(Point labeling examples)
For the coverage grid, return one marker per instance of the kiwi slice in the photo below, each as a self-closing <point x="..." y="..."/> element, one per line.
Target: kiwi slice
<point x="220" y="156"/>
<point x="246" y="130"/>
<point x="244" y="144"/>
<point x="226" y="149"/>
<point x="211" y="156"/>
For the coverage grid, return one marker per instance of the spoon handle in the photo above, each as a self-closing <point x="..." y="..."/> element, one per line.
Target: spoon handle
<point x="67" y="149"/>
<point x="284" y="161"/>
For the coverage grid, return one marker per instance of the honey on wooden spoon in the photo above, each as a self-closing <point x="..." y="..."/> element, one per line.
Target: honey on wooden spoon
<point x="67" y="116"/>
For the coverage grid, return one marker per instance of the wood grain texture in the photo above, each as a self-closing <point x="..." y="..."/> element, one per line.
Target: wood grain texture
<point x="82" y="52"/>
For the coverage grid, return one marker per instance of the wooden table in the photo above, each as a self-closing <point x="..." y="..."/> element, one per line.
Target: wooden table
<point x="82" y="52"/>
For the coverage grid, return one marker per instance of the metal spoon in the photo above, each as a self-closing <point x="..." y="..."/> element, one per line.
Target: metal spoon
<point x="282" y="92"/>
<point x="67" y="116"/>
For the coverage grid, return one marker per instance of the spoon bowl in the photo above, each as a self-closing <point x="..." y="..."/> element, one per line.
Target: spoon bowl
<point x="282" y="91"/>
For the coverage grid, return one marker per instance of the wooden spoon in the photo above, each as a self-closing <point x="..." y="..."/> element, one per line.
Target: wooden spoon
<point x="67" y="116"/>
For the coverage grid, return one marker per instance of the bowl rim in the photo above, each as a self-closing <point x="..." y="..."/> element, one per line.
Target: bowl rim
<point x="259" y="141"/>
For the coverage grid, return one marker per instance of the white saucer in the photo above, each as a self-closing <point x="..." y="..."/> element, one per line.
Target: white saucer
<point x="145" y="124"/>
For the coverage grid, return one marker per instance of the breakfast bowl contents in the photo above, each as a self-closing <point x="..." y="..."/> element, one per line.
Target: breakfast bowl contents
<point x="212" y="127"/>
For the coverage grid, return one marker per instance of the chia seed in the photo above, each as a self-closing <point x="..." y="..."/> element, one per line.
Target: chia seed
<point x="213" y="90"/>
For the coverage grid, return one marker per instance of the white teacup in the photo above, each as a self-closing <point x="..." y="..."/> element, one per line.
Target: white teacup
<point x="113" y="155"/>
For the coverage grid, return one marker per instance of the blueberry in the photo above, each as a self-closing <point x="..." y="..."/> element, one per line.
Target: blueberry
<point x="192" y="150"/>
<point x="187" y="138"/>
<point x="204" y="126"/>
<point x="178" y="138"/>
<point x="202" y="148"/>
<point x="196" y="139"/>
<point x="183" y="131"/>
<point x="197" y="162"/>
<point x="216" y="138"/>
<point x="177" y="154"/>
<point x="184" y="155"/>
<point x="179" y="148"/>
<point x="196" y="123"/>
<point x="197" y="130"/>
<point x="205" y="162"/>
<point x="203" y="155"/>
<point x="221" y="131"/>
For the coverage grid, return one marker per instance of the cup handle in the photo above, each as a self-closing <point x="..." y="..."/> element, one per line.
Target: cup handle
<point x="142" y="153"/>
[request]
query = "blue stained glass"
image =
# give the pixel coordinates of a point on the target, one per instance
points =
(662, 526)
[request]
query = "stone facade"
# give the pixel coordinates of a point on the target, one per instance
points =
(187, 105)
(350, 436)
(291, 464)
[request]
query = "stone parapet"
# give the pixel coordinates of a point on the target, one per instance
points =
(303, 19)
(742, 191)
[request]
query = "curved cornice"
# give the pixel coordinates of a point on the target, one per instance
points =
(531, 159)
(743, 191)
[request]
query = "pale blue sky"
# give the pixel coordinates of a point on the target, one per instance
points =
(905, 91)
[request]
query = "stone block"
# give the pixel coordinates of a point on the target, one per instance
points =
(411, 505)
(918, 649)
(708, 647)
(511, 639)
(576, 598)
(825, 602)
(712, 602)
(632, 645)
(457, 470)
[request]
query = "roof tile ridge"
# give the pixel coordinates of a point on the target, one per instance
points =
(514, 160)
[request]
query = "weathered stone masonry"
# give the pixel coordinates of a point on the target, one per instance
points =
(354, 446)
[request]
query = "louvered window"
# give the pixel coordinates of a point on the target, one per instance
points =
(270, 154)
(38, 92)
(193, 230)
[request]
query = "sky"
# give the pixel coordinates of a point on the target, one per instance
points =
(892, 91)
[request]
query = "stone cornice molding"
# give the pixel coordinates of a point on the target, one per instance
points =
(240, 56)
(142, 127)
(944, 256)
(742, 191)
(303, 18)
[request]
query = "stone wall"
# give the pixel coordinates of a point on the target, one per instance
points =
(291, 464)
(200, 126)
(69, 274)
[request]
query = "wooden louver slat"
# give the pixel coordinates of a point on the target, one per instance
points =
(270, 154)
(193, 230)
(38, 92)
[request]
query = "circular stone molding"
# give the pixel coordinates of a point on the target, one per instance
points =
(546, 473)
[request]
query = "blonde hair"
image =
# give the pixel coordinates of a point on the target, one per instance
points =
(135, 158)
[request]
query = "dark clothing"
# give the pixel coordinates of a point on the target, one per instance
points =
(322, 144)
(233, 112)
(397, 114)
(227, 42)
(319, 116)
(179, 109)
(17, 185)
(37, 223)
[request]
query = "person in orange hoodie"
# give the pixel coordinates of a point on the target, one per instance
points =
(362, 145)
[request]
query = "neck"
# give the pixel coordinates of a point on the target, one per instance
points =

→ **Stated exercise**:
Print again each line of the listing above, exactly as it appears.

→ **Result below**:
For the coverage grid, return one marker per instance of the kiwi slice in the photo below, each as a self-closing <point x="..." y="..."/> element, one per line.
Target: kiwi slice
<point x="220" y="156"/>
<point x="246" y="130"/>
<point x="244" y="144"/>
<point x="226" y="149"/>
<point x="211" y="156"/>
For the coverage grid, return one marker per instance of the spoon handle in the photo above, each as a self-closing <point x="..." y="..."/> element, one per line.
Target: spoon handle
<point x="67" y="149"/>
<point x="284" y="161"/>
For the coverage grid, return one marker per instance of the honey on wooden spoon in the photo above, each as a self-closing <point x="..." y="..."/> element, one per line.
Target: honey on wooden spoon
<point x="67" y="116"/>
For the coverage grid, return one marker per instance of the wood grain texture in the photo above, each as a self-closing <point x="..." y="..."/> element, one per line.
Target: wood grain texture
<point x="82" y="52"/>
For the coverage grid, return one marker per instance of the wooden table in the photo above, each as a self-closing <point x="..." y="..."/> element, one per line.
Target: wooden table
<point x="82" y="52"/>
For the coverage grid, return one marker per instance of the metal spoon in the photo above, each as a self-closing <point x="..." y="..."/> element, one per line.
Target: metal spoon
<point x="282" y="92"/>
<point x="67" y="116"/>
For the coverage grid, return one marker per instance of the spoon bowl in the photo above, each as a self-closing <point x="..." y="..."/> element, one per line.
Target: spoon bowl
<point x="282" y="91"/>
For the coverage grid, return one marker per instance of the wooden spoon in the photo above, each as a self-closing <point x="..." y="..."/> element, one per line.
Target: wooden spoon
<point x="67" y="116"/>
For the coverage grid, return one marker per instance of the bowl rim in the photo above, each as a self-closing <point x="..." y="..."/> element, one per line.
Target: bowl rim
<point x="259" y="141"/>
For the coverage grid, return one marker per instance of the white saucer in the photo above, each as a self-closing <point x="..." y="..."/> element, one per line.
Target: white saucer
<point x="145" y="124"/>
For the coverage grid, return one marker per instance of the breakfast bowl contents in the photo above, each as a self-closing <point x="..." y="..."/> element, one per line.
Target: breakfast bowl contents
<point x="212" y="127"/>
For the coverage grid, return one marker per instance of the chia seed in the photo above, each as a self-closing <point x="..." y="..."/> element, one per line.
Target: chia seed
<point x="213" y="90"/>
For the coverage grid, return one marker per instance of the white teacup in the photo above, each as a self-closing <point x="..." y="..."/> element, one per line.
Target: white teacup
<point x="113" y="155"/>
For the coverage grid, return one marker per instance of the blueberry in the photo above, each as a self-closing <point x="..." y="..."/> element, one per line.
Target: blueberry
<point x="192" y="150"/>
<point x="187" y="138"/>
<point x="204" y="126"/>
<point x="178" y="138"/>
<point x="202" y="148"/>
<point x="196" y="139"/>
<point x="183" y="131"/>
<point x="197" y="162"/>
<point x="216" y="138"/>
<point x="177" y="154"/>
<point x="184" y="155"/>
<point x="179" y="148"/>
<point x="196" y="123"/>
<point x="197" y="130"/>
<point x="205" y="162"/>
<point x="203" y="155"/>
<point x="221" y="131"/>
For the coverage grid, return one marker per instance of the cup handle in the photo above, each as a self-closing <point x="..." y="..."/> element, one per line.
Target: cup handle
<point x="142" y="153"/>
[request]
query = "blue stained glass"
image =
# give the pixel coordinates of a point on the target, one per instance
points =
(662, 526)
[request]
query = "stone facade"
# give the pixel coordinates of a point on the target, one per instance
points =
(187, 105)
(350, 436)
(291, 464)
[request]
query = "stone parapet"
# give the pixel coordinates of a point on the target, one per instance
points =
(303, 19)
(742, 191)
[request]
query = "curved cornice"
# give the pixel coordinates of a point on the target, one per instance
points =
(531, 159)
(743, 191)
[request]
query = "pale blue sky"
# give the pixel coordinates of a point on the target, one per instance
points =
(905, 91)
[request]
query = "stone block"
# give the pixel coordinates of a point on the target, one per instance
points =
(411, 505)
(918, 649)
(708, 647)
(511, 639)
(576, 598)
(825, 602)
(712, 602)
(632, 645)
(457, 470)
[request]
query = "roof tile ridge"
# give the pixel coordinates of a point on the target, one per instance
points =
(514, 160)
[request]
query = "weathered stone masonry"
# give the pixel coordinates of a point on the target, one per instance
points =
(354, 446)
[request]
query = "louvered window"
# give the pixel coordinates of a point on the target, one per instance
points =
(270, 154)
(38, 92)
(193, 230)
[request]
query = "sky"
# give the pixel coordinates of a point on the target, one per instance
points =
(892, 91)
[request]
query = "stone cornice molding"
# give the pixel coordinates of a point on the target, one per instance
points =
(240, 56)
(142, 127)
(944, 256)
(742, 191)
(303, 18)
[request]
query = "stone wall"
# give the pixel coordinates of a point on the target, one per instance
points =
(291, 464)
(200, 126)
(69, 274)
[request]
query = "wooden louver slat"
# give the pixel coordinates of a point on the target, one per instance
points =
(270, 154)
(193, 230)
(38, 92)
[request]
query = "circular stone molding"
# give the pixel coordinates of a point on the target, one per instance
points =
(546, 473)
[request]
query = "blonde hair"
image =
# give the pixel coordinates of a point on the target, one per instance
points =
(135, 158)
[request]
query = "dark clothing"
# give the pixel coordinates of a point on the target, one per instance
points =
(322, 144)
(233, 112)
(397, 114)
(227, 42)
(319, 116)
(179, 109)
(17, 185)
(37, 223)
[request]
query = "person in orange hoodie"
# give the pixel coordinates of a point on the target, one per instance
points =
(362, 145)
[request]
query = "neck"
# give the pixel coordinates of a point on the target, one per instance
points =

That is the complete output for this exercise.